Named-object pointing records
○ ○ ○ ○ ○
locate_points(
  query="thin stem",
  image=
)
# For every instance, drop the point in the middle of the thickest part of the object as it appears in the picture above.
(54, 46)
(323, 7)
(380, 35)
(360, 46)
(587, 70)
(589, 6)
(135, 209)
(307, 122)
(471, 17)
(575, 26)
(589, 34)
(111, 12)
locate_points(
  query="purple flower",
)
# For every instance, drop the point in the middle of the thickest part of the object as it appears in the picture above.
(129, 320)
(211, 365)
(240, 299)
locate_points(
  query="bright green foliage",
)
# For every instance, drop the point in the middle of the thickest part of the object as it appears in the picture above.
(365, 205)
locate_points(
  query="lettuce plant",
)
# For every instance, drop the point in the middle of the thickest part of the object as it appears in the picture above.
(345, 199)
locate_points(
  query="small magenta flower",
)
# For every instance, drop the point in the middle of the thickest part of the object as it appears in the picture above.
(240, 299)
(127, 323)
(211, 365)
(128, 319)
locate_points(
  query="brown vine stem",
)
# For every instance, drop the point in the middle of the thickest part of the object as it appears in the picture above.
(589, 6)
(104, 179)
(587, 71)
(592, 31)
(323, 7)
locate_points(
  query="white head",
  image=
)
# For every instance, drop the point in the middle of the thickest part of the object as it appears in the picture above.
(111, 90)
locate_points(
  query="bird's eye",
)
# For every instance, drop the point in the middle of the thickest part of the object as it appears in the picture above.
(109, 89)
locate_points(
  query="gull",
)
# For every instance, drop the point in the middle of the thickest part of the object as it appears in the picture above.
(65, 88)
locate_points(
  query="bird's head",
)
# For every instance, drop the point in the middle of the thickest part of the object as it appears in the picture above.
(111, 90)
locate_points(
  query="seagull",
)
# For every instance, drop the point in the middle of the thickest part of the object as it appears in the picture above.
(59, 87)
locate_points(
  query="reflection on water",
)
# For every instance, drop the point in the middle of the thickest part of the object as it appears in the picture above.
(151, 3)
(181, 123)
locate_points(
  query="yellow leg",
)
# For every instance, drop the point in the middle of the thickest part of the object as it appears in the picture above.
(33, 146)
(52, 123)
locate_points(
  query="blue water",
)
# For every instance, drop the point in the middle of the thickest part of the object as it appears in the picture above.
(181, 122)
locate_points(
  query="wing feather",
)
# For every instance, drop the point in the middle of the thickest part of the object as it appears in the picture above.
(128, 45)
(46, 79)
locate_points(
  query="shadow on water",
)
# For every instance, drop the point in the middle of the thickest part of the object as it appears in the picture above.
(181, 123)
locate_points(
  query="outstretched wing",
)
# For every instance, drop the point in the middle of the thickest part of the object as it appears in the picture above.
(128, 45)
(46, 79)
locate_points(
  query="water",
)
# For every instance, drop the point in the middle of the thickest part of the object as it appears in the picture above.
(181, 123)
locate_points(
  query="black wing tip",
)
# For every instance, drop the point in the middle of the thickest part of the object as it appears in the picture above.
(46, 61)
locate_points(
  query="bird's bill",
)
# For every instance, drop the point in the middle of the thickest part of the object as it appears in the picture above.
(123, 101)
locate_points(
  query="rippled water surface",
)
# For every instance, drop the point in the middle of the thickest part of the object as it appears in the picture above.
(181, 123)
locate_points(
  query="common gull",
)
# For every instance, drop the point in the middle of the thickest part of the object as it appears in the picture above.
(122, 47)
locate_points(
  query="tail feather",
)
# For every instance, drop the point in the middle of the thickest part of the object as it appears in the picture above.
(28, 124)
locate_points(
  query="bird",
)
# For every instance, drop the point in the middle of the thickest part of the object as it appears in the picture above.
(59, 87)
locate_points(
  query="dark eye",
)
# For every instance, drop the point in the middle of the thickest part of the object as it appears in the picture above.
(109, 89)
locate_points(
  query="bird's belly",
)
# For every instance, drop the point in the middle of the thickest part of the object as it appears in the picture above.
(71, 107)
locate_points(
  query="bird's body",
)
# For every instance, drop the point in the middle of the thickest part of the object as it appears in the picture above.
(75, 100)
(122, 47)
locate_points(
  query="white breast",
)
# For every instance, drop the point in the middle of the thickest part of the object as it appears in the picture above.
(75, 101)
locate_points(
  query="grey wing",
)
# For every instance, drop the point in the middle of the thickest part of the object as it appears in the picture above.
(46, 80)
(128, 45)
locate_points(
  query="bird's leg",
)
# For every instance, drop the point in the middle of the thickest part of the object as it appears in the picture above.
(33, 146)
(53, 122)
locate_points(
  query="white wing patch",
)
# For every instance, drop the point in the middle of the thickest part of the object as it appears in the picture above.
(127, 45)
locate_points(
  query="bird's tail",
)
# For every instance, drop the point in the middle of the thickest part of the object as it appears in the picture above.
○ ○ ○ ○ ○
» **WRITTEN TASK**
Go through the records and print each one exactly.

» **ANSWER TO THIS TASK**
locate_points(
  query="thin stem",
  image=
)
# For every instance, drop the point in the middle of the thickest part of the object as it appears in the picture above.
(54, 46)
(323, 7)
(380, 35)
(360, 46)
(587, 70)
(589, 6)
(135, 209)
(307, 122)
(471, 17)
(575, 26)
(589, 34)
(111, 12)
locate_points(
  query="purple flower",
)
# For every instance, drop the point in the middle of the thickest part of the object as it appears in the picture above.
(129, 320)
(211, 365)
(240, 299)
locate_points(
  query="bright green foliage",
)
# For every instance, drop the point in the middle of the thickest part of the object as it appears in the picture above.
(365, 205)
locate_points(
  query="lettuce plant",
)
# For every instance, drop the point in the middle of the thickest part of the object as it appears in the picture above.
(345, 199)
locate_points(
  query="small magenta flower",
)
# For every instance, drop the point in the middle of the thickest part of the object as it appears in the picture above.
(240, 299)
(127, 323)
(211, 365)
(128, 319)
locate_points(
  query="brown vine stem",
)
# For every instance, drop the point in the middle of the thickest part of the object as it appears in the picture above.
(589, 6)
(104, 179)
(587, 71)
(592, 31)
(323, 7)
locate_points(
  query="white head",
  image=
)
# For every instance, drop the point in the middle of the thickest part of the object as it appears in the picture above.
(111, 90)
locate_points(
  query="bird's eye",
)
# For every instance, drop the point in the middle of the thickest part of the object as it appears in the picture above.
(109, 89)
locate_points(
  query="gull",
)
# For every instance, drop the point in the middle of the thickest part of the object as it appears in the picture above.
(65, 88)
locate_points(
  query="bird's head",
)
# For every instance, drop the point in the middle of the thickest part of the object as it appears in the picture above.
(111, 90)
locate_points(
  query="seagull",
)
# For every instance, drop the point in the middle of the thickest part of the object as it appears in the picture above.
(59, 87)
locate_points(
  query="reflection on water",
)
# For every instance, drop the point in the middle of the thickest part of the object as it appears in the picture above.
(151, 3)
(181, 123)
locate_points(
  query="yellow leg",
)
# For every instance, drop the point in the middle of the thickest part of the object as it appears in the picture above.
(33, 146)
(52, 123)
locate_points(
  query="blue water",
)
# For every instance, drop the point in the middle of the thickest part of the object as it appears in the picture above.
(181, 122)
locate_points(
  query="wing feather",
)
# For every instance, drop the point in the middle of the thickest part of the object as it appears in the picture above.
(128, 45)
(46, 79)
locate_points(
  query="shadow on water",
)
# For every instance, drop the point in the middle of the thickest part of the object as it appears in the picture above.
(181, 123)
locate_points(
  query="outstretched wing",
)
# For every instance, drop the point in the middle of the thickest part of the object as it appears in the picture above.
(128, 45)
(46, 79)
locate_points(
  query="water",
)
# For every instance, drop the point in the middle of the thickest part of the object as it appears in the picture above.
(181, 123)
locate_points(
  query="black wing tip",
)
# For every instance, drop the point in the middle of the thickest part of the object as it appears in the picture above.
(46, 61)
locate_points(
  query="bird's bill",
)
# For every instance, drop the point in the middle of the thickest part of the object as it appears in the picture above.
(123, 101)
locate_points(
  query="rippled water surface",
)
# For every instance, drop the point in the middle of the thickest part of the object as it appears in the picture above.
(181, 123)
locate_points(
  query="common gull",
)
# For every instance, drop the point in the middle of the thickest part of the object as it appears in the picture above.
(122, 47)
locate_points(
  query="tail feather",
)
# For every instance, drop the point in the middle of the thickest part of the object as it appears in the picture above.
(28, 124)
locate_points(
  query="bird",
)
# For every instance, drop the point in the middle of the thickest part of the object as it appears in the picture above.
(59, 87)
locate_points(
  query="dark eye",
)
# For every instance, drop the point in the middle of the thickest part of the object as it appears in the picture above.
(109, 89)
locate_points(
  query="bird's belly",
)
# For every instance, drop the point in the middle of the thickest part of the object as it appears in the picture above.
(71, 107)
locate_points(
  query="bird's body",
)
# For every instance, drop the point in the middle of the thickest part of the object as it appears in the picture above.
(75, 100)
(122, 47)
locate_points(
  query="white breast",
)
# For every instance, drop the point in the middle of the thickest part of the object as it appears in the picture above.
(75, 101)
locate_points(
  query="grey wing",
)
# For every instance, drop the point in the middle of the thickest part of the object as it appears in the picture above.
(46, 80)
(128, 45)
locate_points(
  query="bird's leg",
)
# For every instance, drop the point in the middle of the thickest part of the object as it appears in the picture above.
(33, 146)
(53, 122)
locate_points(
  query="white wing patch",
)
# For every instance, drop the point in the middle of the thickest part of the object as it appears in the picture above.
(127, 45)
locate_points(
  query="bird's tail",
)
# For every instance, drop the point in the middle of the thickest part of the object as it appears in the picture above.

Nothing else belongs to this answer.